====== MATERIAL PROVIDED ======

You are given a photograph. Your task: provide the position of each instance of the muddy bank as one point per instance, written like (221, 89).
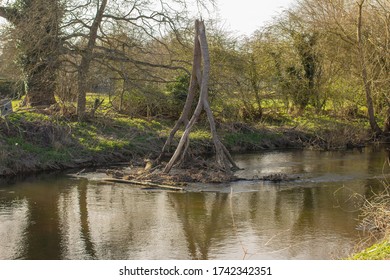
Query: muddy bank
(39, 145)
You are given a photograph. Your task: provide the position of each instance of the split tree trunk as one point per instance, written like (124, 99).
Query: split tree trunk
(367, 82)
(199, 78)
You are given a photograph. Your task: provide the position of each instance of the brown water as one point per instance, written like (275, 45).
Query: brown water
(314, 217)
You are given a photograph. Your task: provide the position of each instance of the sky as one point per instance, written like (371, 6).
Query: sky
(246, 16)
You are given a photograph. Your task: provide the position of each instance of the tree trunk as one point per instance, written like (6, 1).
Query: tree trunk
(223, 158)
(85, 63)
(194, 84)
(37, 32)
(367, 82)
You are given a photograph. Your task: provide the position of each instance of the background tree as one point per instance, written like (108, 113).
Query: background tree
(36, 31)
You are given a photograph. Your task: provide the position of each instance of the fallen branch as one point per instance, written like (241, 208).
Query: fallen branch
(150, 185)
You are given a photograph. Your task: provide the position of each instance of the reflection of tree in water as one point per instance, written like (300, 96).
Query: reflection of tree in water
(43, 236)
(202, 216)
(85, 230)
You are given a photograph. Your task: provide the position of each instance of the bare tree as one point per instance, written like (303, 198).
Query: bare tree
(199, 78)
(35, 28)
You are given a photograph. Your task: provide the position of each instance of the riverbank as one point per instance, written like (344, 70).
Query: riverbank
(33, 141)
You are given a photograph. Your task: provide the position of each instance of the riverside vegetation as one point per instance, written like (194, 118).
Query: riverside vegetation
(317, 76)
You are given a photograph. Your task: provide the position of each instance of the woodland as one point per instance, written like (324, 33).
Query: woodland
(110, 79)
(96, 82)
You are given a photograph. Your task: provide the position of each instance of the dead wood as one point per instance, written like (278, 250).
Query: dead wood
(150, 185)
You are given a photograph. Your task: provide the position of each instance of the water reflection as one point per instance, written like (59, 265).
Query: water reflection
(56, 217)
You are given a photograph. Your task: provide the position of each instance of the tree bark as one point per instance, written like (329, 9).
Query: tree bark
(85, 63)
(37, 31)
(366, 81)
(194, 84)
(223, 158)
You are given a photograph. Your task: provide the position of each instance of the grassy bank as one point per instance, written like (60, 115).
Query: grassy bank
(37, 141)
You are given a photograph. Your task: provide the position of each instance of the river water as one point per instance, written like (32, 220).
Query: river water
(313, 217)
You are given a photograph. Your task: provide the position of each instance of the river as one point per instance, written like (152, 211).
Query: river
(58, 216)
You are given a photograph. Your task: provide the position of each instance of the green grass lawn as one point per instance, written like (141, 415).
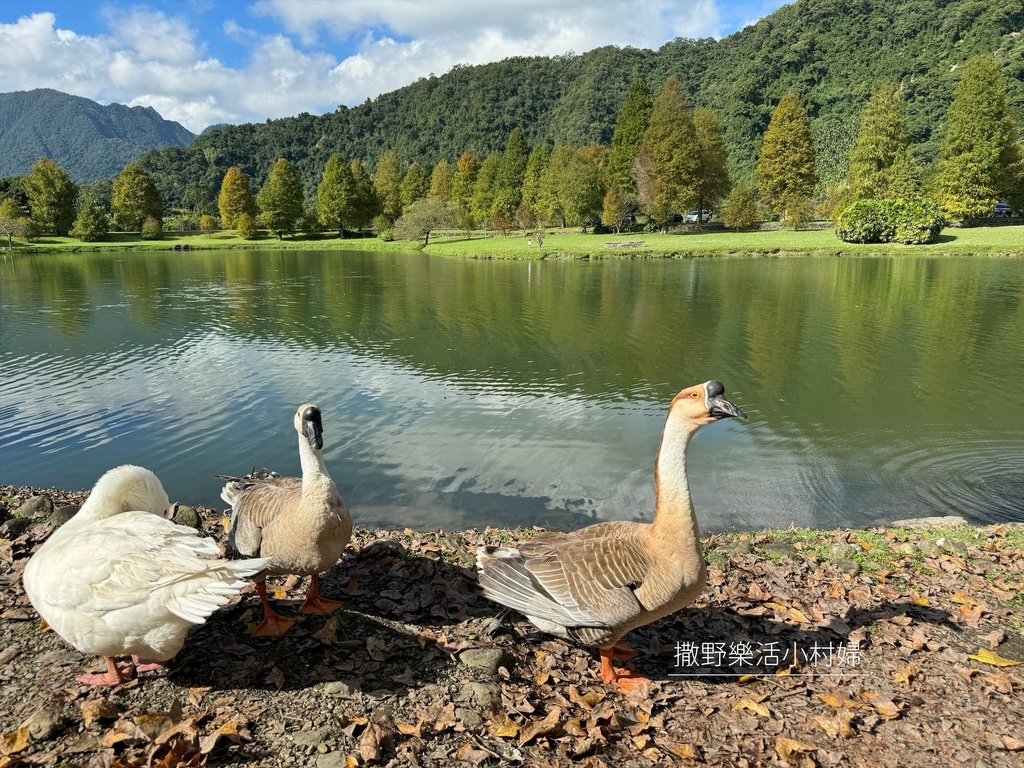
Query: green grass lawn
(1008, 241)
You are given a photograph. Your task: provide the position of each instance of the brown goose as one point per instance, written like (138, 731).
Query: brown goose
(300, 524)
(596, 584)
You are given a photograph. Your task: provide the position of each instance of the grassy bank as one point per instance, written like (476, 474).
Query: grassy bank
(988, 241)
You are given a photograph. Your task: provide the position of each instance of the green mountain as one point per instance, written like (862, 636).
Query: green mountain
(830, 52)
(87, 139)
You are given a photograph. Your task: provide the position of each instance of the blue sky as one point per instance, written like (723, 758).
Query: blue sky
(204, 61)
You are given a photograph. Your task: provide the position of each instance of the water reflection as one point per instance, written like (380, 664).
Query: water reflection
(462, 393)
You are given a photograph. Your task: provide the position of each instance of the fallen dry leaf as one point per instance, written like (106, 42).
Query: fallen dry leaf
(990, 656)
(754, 705)
(787, 748)
(15, 741)
(534, 729)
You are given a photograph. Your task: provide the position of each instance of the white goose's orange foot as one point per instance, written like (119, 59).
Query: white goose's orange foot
(114, 676)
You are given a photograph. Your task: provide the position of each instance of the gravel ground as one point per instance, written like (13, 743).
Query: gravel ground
(906, 644)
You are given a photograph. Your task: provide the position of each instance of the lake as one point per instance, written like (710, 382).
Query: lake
(473, 393)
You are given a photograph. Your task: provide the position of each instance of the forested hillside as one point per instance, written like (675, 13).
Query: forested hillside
(88, 140)
(830, 52)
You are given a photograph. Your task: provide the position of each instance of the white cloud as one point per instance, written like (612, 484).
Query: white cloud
(150, 57)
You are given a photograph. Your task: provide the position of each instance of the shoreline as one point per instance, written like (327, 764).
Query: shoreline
(417, 668)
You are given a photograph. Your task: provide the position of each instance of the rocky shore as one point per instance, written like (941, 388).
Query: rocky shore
(880, 647)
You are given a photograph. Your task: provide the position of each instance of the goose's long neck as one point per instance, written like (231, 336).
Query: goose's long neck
(312, 463)
(674, 516)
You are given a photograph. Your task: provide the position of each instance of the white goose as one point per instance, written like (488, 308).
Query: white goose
(299, 523)
(119, 579)
(596, 584)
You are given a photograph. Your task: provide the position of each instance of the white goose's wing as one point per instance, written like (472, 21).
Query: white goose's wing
(138, 558)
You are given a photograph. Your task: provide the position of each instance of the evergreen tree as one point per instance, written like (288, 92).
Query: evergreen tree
(483, 189)
(92, 223)
(880, 164)
(979, 154)
(668, 167)
(336, 196)
(415, 185)
(236, 198)
(51, 197)
(440, 181)
(134, 199)
(512, 169)
(281, 200)
(367, 205)
(713, 178)
(462, 189)
(630, 127)
(785, 169)
(387, 184)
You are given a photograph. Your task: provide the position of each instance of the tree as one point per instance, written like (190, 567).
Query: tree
(628, 136)
(367, 205)
(462, 189)
(13, 222)
(785, 169)
(483, 189)
(51, 197)
(236, 198)
(207, 224)
(281, 200)
(537, 164)
(667, 167)
(440, 181)
(337, 198)
(134, 199)
(511, 170)
(246, 226)
(415, 185)
(387, 183)
(740, 210)
(422, 216)
(713, 178)
(92, 223)
(979, 154)
(880, 165)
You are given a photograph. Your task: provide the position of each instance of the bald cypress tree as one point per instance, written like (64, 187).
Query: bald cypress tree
(236, 198)
(668, 167)
(628, 136)
(785, 173)
(979, 155)
(880, 165)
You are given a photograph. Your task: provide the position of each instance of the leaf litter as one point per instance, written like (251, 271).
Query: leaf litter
(792, 659)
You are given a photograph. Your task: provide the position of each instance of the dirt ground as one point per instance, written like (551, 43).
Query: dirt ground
(880, 647)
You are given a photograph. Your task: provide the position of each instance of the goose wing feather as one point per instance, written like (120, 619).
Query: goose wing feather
(576, 581)
(255, 505)
(146, 559)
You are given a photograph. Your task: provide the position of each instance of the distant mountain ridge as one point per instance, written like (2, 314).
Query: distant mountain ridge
(87, 139)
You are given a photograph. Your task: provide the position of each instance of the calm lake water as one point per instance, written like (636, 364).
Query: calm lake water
(468, 393)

======

*WHAT IS REQUIRED*: With images excluded, write the records above out again exactly.

*ANSWER AREA*:
You are given a photograph. Your task: provide the position of each instance of the muddy bank as one point per instance, written like (221, 89).
Query: muddy bank
(39, 145)
You are given a photograph. Your task: provide the position of each instance of the split tree trunk as one point per instance, written like (124, 99).
Query: split tree trunk
(367, 82)
(199, 78)
You are given a photograph. Your task: provide the position of each instance of the brown water as one point per instance, written like (275, 45).
Query: brown water
(314, 217)
You are given a photograph. Your task: provide the position of each instance of the sky as one point per instance, written like (371, 6).
Query: sky
(246, 16)
You are given a photograph. Your task: provide the position of each instance of the tree trunk as one point per instance, written like (6, 1).
Query: tree trunk
(223, 158)
(85, 63)
(194, 84)
(37, 32)
(367, 82)
You are given a photograph. Your task: provide the position of each instance of the background tree as one point per instance, written like (108, 113).
Query: background tree
(36, 31)
You are given a photograph. Your task: provide the position of each instance of the fallen branch as one point per instance, written like (241, 208).
Query: fallen branch
(150, 185)
You are given a photograph. Your task: provide the position of each instance of the reflection of tree in water as one point per instance, written like (300, 96).
Query: reflection of tree in water
(43, 236)
(202, 216)
(85, 230)
You are given a photograph. Your task: provide the position of each instance of the bare tree as one point per instance, written like (303, 198).
Query: bare tree
(199, 78)
(35, 28)
You are given a photograph. Your task: provide the position of each instance of the riverbank as one point per instance, written like (344, 70).
Query: riverbank
(33, 141)
You are given a photograph. Your task: provide the position of each instance of the riverside vegetation as one point per instance, written like (194, 118).
Query: riverside vegetation
(317, 76)
You are given a photograph. Your task: provide the position of each instance of the woodland as one point per instance, written like (324, 33).
Query: woodland
(110, 79)
(96, 82)
You are given a photograph. Your task: provide the position of each instance of the dead wood as one point per instance, written like (278, 250).
Query: dead wood
(150, 185)
You are given a photograph. Your task: provide the position of each instance of the water reflection as one point per instance, written like (59, 265).
Query: water reflection
(56, 217)
You are given a photograph. Your task: provide the position of each instance of the tree bark as one point per instance, written like (329, 9).
Query: tree bark
(85, 63)
(37, 31)
(366, 81)
(194, 84)
(223, 158)
You are given a photograph. Your task: provide the position of each instance of the grassy bank as one point per instance, written like (60, 115).
Query: grassy bank
(37, 141)
You are given a photograph. Your task: provide the position of each instance of the river water as one point per instance, written like (32, 220).
Query: river water
(313, 217)
You are given a photograph. Your task: provide the position of each instance of the river as one point per instance, written like (152, 211).
Query: river
(58, 216)
You are given a photograph. Your task: provide the position of each instance of the green grass lawn as one point per instance, written like (141, 415).
Query: green grass lawn
(1008, 241)
You are given a photograph. Your task: provide the position of each instance of the brown goose as one point per instance, written like (138, 731).
Query: brown goose
(300, 524)
(596, 584)
You are given a photograph. Your task: provide the position of each instance of the grassy bank as one point per instance, written like (476, 474).
Query: grassy bank
(988, 241)
You are given a photograph. Your task: provide the position of each instance of the green mountain as one point per instance, written like (862, 636).
Query: green mountain
(830, 52)
(87, 139)
You are given a photograph. Your task: provide the position of each instance of the blue sky as one point per instance, written like (723, 758).
Query: blue sky
(204, 61)
You are given a photograph. Your task: provide the position of each instance of the water reflection as one point per instance, written like (380, 664).
Query: water reflection
(462, 393)
You are given a photograph. Your task: provide the position of each instance of the fallen dry leaf as one point per instance, written like (106, 42).
Query: fallen dry leaf
(990, 656)
(754, 705)
(787, 748)
(15, 741)
(534, 729)
You are given a photograph. Your task: provide the position of each instance of the white goose's orange foot as one point per instance, written like (119, 59).
Query: white goose's orange foot
(114, 676)
You are given a photograph. Your task: provide the position of each instance of the gravel ground as one point per instance, written like (13, 743).
Query: gravel ground
(906, 644)
You are given a photograph. Your task: provide the position of each instance of the lake as one point per instance, written like (710, 382).
Query: lake
(473, 393)
You are given a photograph. Your task: provide the position of each instance of the forested hillside as one point per instance, written like (675, 13).
Query: forested hillside
(88, 140)
(830, 52)
You are given a photograph. Your task: provide the position of each instance of the white cloud as one point per instance, written like (612, 484).
Query: white cloud
(150, 57)
You are given a photograph. Your task: provide the position of each instance of the shoreline as one point per instance, written like (327, 764).
Query: shoreline
(417, 668)
You are given a photograph. Your task: provide the position of each instance of the rocky shore as one point per instance, written like (941, 388).
Query: rocky shore
(880, 647)
You are given a photograph. Your task: provide the position of each instance of the goose's long neck as one point per instance, written like (231, 336).
Query: goose's long neck
(312, 463)
(674, 516)
You are given a photograph. Your task: provide the position of each instance of the white goose as one point per instance, written like (488, 308).
Query: white goose
(299, 523)
(119, 579)
(596, 584)
You are given a photograph. Your task: provide the position of each instance of the white goose's wing as one point per instance, written like (472, 21).
Query: white goose's wing
(138, 558)
You are given a photograph. Your task: provide the position of each instance of the evergreen tree as one point per instance, written like (288, 92).
Query: evergreen tree
(483, 189)
(92, 223)
(880, 164)
(979, 154)
(668, 167)
(336, 196)
(415, 185)
(236, 198)
(51, 197)
(440, 181)
(134, 199)
(512, 169)
(281, 200)
(367, 205)
(713, 178)
(462, 189)
(630, 127)
(785, 169)
(387, 184)
You are given a photograph. Your task: provide the position of each instance of the tree as one point per instance, written like (190, 567).
Query: tree
(628, 136)
(367, 205)
(462, 189)
(13, 222)
(785, 169)
(483, 189)
(51, 197)
(236, 198)
(207, 224)
(281, 200)
(537, 164)
(667, 167)
(440, 181)
(337, 198)
(134, 199)
(511, 170)
(246, 226)
(415, 185)
(387, 183)
(740, 210)
(422, 216)
(713, 178)
(92, 223)
(979, 154)
(880, 165)
You are given a photograph. Your task: provide the position of each instance of the bald cypress tree as one point per instance, written like (64, 187).
Query: bald cypress tree
(236, 198)
(668, 167)
(628, 136)
(785, 173)
(979, 155)
(880, 165)
You are given a photograph. Your task: provide the position of each instance of the leaf litter as one point per instance, written like (251, 271).
Query: leaf litter
(792, 659)
You are given a photograph. Your task: provide the position of each instance of the dirt ground as one point per instance, written like (551, 43).
Query: dirt ground
(880, 647)
You are given a photograph. Your task: provide the position of each instance of the goose wing feather as one point per instance, written like (120, 619).
Query: goose wing feather
(576, 581)
(255, 505)
(146, 559)
You are given a photograph. Your task: provide the position of each instance of the distant mountain ridge as one point per instance, written like (2, 314).
Query: distant mountain ridge
(87, 139)
You are given a photograph. Your task: provide the position of each instance of the calm lake water as one point per instance, written like (636, 364).
Query: calm lake water
(468, 393)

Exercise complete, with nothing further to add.